__Material shown__.

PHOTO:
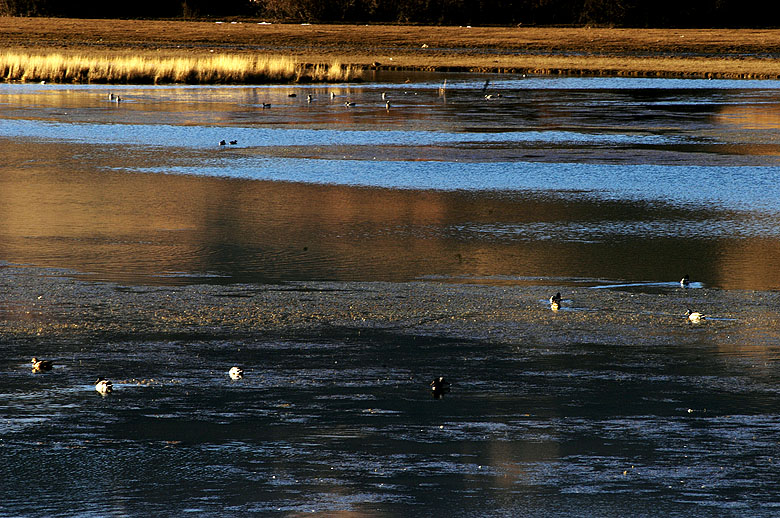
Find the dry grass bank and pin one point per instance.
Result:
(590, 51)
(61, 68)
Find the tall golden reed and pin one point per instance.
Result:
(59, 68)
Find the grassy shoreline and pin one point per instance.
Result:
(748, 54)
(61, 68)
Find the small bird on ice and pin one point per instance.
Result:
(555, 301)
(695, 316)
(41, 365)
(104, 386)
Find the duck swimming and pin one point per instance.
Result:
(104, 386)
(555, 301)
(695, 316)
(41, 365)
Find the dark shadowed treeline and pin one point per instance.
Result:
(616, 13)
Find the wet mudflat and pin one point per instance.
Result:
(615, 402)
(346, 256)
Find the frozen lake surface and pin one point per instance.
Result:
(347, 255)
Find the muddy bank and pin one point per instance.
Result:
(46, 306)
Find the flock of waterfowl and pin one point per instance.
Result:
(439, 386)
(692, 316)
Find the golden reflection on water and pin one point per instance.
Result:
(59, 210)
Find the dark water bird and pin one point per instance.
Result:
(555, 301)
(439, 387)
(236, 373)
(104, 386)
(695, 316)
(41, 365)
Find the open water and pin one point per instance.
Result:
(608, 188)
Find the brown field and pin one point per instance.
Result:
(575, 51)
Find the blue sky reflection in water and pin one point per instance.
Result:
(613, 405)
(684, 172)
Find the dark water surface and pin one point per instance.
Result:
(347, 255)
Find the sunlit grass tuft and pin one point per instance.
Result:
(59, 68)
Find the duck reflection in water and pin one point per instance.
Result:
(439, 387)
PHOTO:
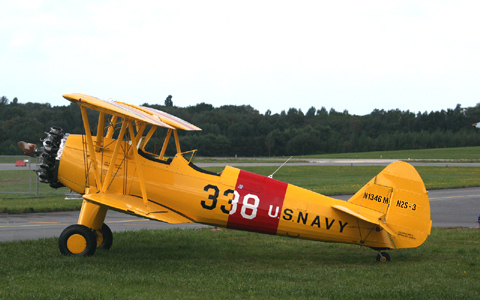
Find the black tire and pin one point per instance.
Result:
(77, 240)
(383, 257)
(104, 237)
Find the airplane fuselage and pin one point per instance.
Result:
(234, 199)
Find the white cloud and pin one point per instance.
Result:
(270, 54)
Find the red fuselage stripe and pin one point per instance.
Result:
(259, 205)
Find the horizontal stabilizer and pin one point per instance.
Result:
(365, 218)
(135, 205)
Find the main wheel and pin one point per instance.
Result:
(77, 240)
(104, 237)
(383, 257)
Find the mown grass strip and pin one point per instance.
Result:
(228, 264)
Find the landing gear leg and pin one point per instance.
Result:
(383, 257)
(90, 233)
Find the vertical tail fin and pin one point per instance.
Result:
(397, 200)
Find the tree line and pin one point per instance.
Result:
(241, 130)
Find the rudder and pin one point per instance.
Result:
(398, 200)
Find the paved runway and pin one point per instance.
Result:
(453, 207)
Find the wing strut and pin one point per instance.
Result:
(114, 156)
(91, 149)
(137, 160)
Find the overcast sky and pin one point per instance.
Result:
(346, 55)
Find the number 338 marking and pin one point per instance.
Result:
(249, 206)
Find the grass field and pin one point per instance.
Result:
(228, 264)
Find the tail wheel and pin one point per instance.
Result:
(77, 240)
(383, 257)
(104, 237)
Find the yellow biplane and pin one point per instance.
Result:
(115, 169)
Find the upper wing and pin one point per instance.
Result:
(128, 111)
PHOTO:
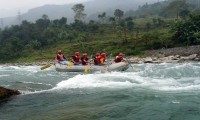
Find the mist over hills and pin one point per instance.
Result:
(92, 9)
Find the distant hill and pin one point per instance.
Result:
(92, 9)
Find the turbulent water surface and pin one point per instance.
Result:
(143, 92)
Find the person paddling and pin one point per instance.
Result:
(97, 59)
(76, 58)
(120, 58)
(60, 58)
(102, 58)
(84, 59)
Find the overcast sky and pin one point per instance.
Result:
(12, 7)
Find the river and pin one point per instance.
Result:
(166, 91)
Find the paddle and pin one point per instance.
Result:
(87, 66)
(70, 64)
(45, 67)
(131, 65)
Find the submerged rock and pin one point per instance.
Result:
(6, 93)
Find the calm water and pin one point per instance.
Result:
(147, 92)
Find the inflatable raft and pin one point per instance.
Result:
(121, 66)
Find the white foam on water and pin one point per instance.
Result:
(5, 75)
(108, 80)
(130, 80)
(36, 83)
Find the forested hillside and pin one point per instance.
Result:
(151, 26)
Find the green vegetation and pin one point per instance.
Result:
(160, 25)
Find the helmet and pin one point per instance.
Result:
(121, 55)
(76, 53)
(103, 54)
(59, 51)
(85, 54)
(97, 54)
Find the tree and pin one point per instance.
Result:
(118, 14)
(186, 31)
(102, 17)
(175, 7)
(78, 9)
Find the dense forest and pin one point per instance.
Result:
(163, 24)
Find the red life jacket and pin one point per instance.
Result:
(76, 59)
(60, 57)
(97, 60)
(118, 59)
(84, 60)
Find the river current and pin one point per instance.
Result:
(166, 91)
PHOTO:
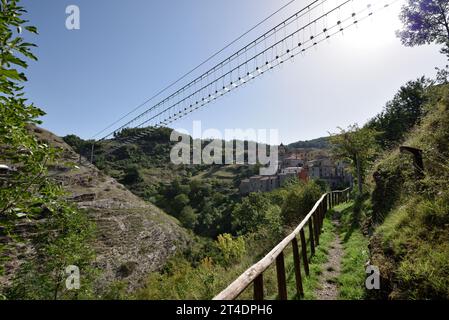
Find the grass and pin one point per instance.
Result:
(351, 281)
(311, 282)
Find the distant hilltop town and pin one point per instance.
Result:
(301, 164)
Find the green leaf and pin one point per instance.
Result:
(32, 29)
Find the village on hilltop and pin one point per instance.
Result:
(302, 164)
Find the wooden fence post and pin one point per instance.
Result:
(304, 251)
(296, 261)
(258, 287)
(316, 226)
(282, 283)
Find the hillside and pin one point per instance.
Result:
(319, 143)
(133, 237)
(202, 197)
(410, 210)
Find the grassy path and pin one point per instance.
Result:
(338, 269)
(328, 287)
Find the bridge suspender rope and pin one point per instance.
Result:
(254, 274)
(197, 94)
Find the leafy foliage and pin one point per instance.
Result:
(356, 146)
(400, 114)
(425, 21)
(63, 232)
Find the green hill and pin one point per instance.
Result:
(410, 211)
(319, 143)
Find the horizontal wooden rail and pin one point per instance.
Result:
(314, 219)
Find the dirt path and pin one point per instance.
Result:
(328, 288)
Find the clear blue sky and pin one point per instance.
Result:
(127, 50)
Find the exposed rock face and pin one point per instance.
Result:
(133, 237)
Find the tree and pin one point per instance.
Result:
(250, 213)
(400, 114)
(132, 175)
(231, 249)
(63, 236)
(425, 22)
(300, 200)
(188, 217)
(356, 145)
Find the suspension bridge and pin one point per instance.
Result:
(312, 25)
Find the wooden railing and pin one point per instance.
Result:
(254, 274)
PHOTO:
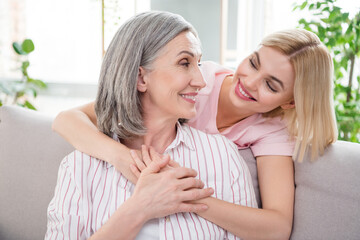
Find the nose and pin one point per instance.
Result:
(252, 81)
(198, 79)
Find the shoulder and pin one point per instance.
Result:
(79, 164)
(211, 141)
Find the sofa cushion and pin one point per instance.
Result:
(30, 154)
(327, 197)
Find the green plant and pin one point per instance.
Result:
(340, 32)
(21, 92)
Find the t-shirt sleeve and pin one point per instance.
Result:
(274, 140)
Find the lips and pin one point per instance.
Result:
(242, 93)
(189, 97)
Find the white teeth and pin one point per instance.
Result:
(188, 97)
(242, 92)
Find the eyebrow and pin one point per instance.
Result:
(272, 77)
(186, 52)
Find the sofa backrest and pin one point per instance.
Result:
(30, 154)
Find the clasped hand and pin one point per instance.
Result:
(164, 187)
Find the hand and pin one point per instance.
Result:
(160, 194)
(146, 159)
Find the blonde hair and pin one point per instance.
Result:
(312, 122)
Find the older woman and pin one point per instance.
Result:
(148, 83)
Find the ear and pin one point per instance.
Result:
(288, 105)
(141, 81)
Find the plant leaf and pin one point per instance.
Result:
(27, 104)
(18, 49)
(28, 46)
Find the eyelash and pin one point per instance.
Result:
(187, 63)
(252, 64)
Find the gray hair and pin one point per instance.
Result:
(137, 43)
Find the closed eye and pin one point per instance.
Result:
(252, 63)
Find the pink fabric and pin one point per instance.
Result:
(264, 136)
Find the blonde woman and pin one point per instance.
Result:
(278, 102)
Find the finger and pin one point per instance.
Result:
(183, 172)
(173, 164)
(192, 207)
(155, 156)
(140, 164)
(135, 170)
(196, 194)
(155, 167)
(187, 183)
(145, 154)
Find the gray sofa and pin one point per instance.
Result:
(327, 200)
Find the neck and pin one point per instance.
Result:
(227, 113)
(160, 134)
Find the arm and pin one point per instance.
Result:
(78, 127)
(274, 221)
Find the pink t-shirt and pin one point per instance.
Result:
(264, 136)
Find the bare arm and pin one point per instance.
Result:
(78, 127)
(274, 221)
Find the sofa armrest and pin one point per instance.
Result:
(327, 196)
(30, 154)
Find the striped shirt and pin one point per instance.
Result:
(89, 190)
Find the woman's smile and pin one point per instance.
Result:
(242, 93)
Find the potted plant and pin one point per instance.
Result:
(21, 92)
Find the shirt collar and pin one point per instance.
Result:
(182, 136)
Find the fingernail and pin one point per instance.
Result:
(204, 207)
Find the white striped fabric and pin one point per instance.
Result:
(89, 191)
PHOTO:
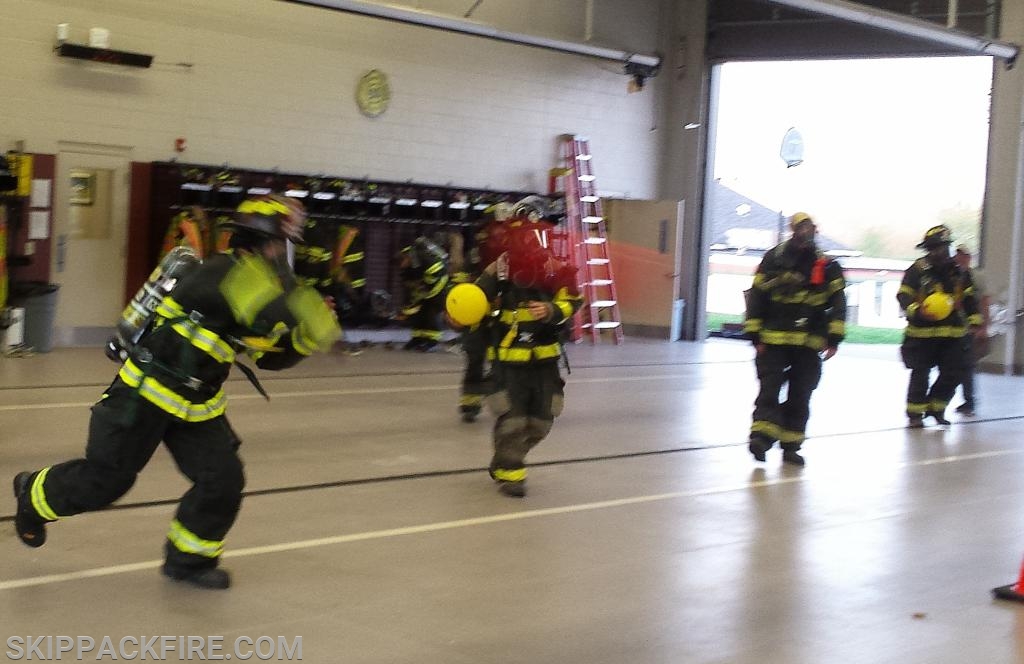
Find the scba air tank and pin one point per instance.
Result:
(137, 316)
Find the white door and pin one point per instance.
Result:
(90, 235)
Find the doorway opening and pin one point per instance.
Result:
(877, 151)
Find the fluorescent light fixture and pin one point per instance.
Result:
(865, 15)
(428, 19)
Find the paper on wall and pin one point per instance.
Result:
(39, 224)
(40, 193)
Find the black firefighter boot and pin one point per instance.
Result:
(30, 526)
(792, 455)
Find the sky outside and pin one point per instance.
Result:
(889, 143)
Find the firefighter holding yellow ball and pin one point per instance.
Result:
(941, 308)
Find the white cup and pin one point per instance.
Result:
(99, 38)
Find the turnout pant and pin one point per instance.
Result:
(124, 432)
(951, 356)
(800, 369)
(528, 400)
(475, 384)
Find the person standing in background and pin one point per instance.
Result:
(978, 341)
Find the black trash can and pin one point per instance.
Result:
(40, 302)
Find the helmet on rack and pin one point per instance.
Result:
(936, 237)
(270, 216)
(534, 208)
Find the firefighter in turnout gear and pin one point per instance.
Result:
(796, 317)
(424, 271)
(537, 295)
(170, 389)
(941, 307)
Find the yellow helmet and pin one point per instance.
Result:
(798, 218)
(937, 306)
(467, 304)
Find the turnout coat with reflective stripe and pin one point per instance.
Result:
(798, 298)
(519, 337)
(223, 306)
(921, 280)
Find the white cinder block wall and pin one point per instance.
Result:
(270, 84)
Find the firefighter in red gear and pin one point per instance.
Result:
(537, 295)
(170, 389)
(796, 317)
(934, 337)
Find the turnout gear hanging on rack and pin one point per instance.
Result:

__Task prompt__.
Write out again exactly the lines above from the one with "Find the green leaf" through the one with "Find the lips and pin one point per instance.", adding no other lines and no pictures.

__Response below__.
Find the green leaf and pin one point per instance.
Result:
(32, 29)
Find the village on hilltop and pin one point per instance.
Result:
(302, 164)
Find the wooden fence post and pin one point per instance.
Result:
(304, 251)
(296, 261)
(258, 287)
(316, 226)
(282, 283)
Find the hillside and pin one point per instance.
Result:
(319, 143)
(133, 237)
(202, 197)
(410, 210)
Find the grassy path and pin one point per instance.
Result:
(338, 269)
(328, 287)
Find the bridge suspender rope and pin one point per instance.
Result:
(254, 274)
(197, 94)
Find the leafy foliage and pin one point per instance.
Result:
(356, 146)
(400, 114)
(425, 21)
(63, 232)
Find the green hill and pin one point per instance.
Result:
(410, 211)
(319, 143)
Find the horizontal wooden rail and pin one point per instance.
Result:
(314, 219)
Find the dirt path and pin one point per instance.
Result:
(328, 288)
Find the clear blue sky and pin one point per instance.
Result:
(127, 50)
Find the exposed rock face and pin one point per instance.
Result:
(133, 237)
Find the tree and pin one point per instance.
Result:
(250, 213)
(400, 114)
(132, 175)
(231, 249)
(63, 236)
(425, 22)
(300, 200)
(188, 217)
(356, 145)
Find the suspension bridge and pin one point per instance.
Result:
(312, 25)
Find the wooden railing and pin one point per instance.
Result:
(254, 274)
PHOTO:
Find the nose and pin one point per instance.
Result:
(252, 81)
(198, 79)
Find the shoulder and pin one point per instance.
Result:
(79, 164)
(211, 141)
Find the sofa cushion and pin one point per instance.
Result:
(30, 154)
(327, 197)
Find the green plant and pin one point per instance.
Result:
(340, 32)
(21, 92)
Find the t-shirt sleeve and pin one point per instance.
Result:
(274, 140)
Find the lips and pin one point per instance.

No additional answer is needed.